Word for word, reproduce each entry.

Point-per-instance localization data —
══════════
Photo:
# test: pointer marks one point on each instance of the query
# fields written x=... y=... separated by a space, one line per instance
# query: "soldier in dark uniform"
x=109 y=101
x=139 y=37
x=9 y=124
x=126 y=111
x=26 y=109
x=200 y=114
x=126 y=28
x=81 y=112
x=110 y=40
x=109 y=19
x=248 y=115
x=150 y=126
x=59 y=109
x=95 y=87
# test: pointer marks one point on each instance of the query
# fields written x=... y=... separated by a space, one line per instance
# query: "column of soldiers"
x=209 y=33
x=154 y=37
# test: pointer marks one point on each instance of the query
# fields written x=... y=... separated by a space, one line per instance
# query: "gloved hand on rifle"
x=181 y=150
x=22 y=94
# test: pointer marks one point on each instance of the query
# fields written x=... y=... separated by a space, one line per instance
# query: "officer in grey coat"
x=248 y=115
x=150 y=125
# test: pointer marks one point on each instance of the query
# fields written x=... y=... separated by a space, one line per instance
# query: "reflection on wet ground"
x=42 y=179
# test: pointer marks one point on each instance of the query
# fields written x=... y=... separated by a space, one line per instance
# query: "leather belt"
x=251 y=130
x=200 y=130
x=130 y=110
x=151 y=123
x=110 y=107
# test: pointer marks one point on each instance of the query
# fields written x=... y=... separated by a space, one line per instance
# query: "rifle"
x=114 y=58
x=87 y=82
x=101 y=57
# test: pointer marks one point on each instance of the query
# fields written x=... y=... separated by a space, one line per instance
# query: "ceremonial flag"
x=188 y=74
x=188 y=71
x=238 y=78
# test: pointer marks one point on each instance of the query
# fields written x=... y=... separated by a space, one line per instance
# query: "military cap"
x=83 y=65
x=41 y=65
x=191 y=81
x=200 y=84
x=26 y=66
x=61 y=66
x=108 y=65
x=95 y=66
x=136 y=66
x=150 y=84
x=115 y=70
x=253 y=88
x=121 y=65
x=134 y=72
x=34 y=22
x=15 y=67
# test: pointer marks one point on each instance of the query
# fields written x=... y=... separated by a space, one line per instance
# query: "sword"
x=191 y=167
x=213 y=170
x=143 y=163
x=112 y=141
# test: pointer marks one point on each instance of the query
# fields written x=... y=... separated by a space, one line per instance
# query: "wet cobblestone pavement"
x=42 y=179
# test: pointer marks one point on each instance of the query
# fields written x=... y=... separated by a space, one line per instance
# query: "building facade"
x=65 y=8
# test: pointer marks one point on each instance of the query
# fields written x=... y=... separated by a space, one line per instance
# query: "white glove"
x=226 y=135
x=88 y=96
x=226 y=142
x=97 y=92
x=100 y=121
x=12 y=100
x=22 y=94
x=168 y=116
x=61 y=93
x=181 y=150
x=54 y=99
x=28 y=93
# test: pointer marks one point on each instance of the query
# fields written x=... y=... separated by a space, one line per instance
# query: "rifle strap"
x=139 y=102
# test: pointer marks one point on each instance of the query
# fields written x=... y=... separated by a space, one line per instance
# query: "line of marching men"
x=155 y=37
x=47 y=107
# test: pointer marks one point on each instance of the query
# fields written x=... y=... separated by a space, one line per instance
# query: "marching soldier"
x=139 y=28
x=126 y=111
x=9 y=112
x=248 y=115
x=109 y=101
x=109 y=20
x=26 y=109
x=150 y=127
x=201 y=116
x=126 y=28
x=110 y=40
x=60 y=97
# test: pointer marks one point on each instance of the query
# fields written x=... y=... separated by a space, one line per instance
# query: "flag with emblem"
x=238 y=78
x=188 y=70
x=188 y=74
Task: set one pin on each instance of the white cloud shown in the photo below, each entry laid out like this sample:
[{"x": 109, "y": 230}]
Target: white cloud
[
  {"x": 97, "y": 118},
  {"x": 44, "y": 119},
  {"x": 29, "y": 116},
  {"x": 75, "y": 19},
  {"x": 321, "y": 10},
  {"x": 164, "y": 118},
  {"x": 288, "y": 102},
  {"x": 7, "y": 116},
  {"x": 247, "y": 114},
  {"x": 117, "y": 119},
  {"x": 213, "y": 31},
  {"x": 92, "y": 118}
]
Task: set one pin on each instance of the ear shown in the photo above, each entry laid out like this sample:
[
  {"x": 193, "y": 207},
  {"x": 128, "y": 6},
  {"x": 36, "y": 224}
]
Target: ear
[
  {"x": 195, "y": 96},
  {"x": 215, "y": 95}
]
══════════
Result of this exercise —
Photo:
# test: pointer marks one point on each instance of the query
# fields written x=... y=... separated by a space, one line per instance
# query: "soldier in dark uniform"
x=109 y=101
x=139 y=37
x=9 y=124
x=126 y=111
x=26 y=109
x=200 y=114
x=126 y=28
x=81 y=112
x=110 y=40
x=109 y=19
x=248 y=115
x=150 y=126
x=59 y=109
x=95 y=87
# test: pointer marks one point on each instance of the query
# fields written x=... y=... separated by a space, one line per instance
# query: "column of soldiers"
x=209 y=33
x=154 y=37
# test: pointer marks one point on each instance of the query
# fields written x=... y=... separated by a space, one line per instance
# query: "gloved hand on rifle"
x=181 y=150
x=22 y=94
# test: pointer marks one point on each instance of the query
# fields written x=... y=... separated by a space, one line per instance
# query: "officer in grey coat"
x=248 y=115
x=150 y=125
# test: pointer marks one point on each instance of the query
# fields written x=... y=... separated by a space, one line per instance
# query: "reflection on wet ground"
x=42 y=179
# test: pointer marks one point on each instance of the query
# fields written x=... y=... separated by a space, one line per instance
# query: "leather belt"
x=251 y=130
x=200 y=130
x=130 y=110
x=151 y=123
x=110 y=107
# test: pointer marks one point on each instance of the query
# fields written x=... y=... separated by a space, one line per instance
# query: "rifle"
x=114 y=58
x=87 y=82
x=101 y=57
# test: pointer marks one point on each instance of the query
# fields written x=... y=... separated by a space, one line per instance
# query: "ceremonial flag"
x=188 y=74
x=188 y=71
x=238 y=78
# test: pointer marks one point on each instance of the query
# fields written x=... y=... separated by a space, one line per instance
# query: "military cap"
x=83 y=65
x=41 y=65
x=191 y=81
x=200 y=84
x=26 y=66
x=61 y=66
x=108 y=65
x=95 y=66
x=136 y=66
x=150 y=84
x=115 y=70
x=253 y=88
x=121 y=65
x=134 y=72
x=34 y=22
x=15 y=67
# test: pointer marks one point on each instance of the query
# fields written x=... y=... separated by a space, one line per instance
# query: "sword"
x=191 y=167
x=213 y=170
x=143 y=163
x=112 y=141
# test: pointer marks one point on each instance of the query
# fields written x=... y=... separated by a space, one line per instance
# query: "wet cobblestone pavement"
x=42 y=179
# test: pointer marks one point on each instance of the query
# fields written x=... y=... separated by a space, one line per instance
# query: "building facade"
x=65 y=8
# test: pointer marks one point on each instance of the query
# fields written x=... y=... separated by a space, one line per instance
# query: "white glove"
x=226 y=135
x=88 y=96
x=226 y=142
x=97 y=92
x=100 y=121
x=12 y=100
x=22 y=94
x=168 y=116
x=61 y=93
x=181 y=150
x=54 y=99
x=28 y=93
# test: pointer marks one point on each instance of the query
# fields written x=... y=... separated by a space, one line per instance
# query: "rifle strap"
x=139 y=102
# test: pointer marks one point on each instance of the query
# fields written x=... y=... separated by a space, one line per instance
# query: "line of marching men"
x=155 y=37
x=47 y=107
# test: pointer marks one point on each instance of the query
# fields written x=... y=... separated by a space, one line per instance
# query: "marching soldier"
x=139 y=28
x=126 y=111
x=9 y=112
x=248 y=115
x=109 y=101
x=109 y=20
x=26 y=109
x=150 y=127
x=201 y=116
x=126 y=28
x=110 y=40
x=60 y=97
# test: pointer marks one point on each instance of the query
# fields written x=... y=... separated by a space, one line per instance
# query: "flag with emblem"
x=238 y=78
x=188 y=70
x=188 y=74
Task: set one pin on each instance of the white cloud shown in the photo below, each entry laid out like this sample:
[{"x": 109, "y": 230}]
Target: white cloud
[
  {"x": 97, "y": 118},
  {"x": 44, "y": 119},
  {"x": 29, "y": 116},
  {"x": 75, "y": 19},
  {"x": 321, "y": 10},
  {"x": 164, "y": 118},
  {"x": 288, "y": 102},
  {"x": 7, "y": 116},
  {"x": 247, "y": 114},
  {"x": 117, "y": 119},
  {"x": 213, "y": 31},
  {"x": 92, "y": 118}
]
Task: set one pin on each instance of the ear shown in the photo above, each entry laid out like this sample:
[
  {"x": 193, "y": 207},
  {"x": 128, "y": 6},
  {"x": 36, "y": 224}
]
Target: ear
[
  {"x": 195, "y": 96},
  {"x": 215, "y": 95}
]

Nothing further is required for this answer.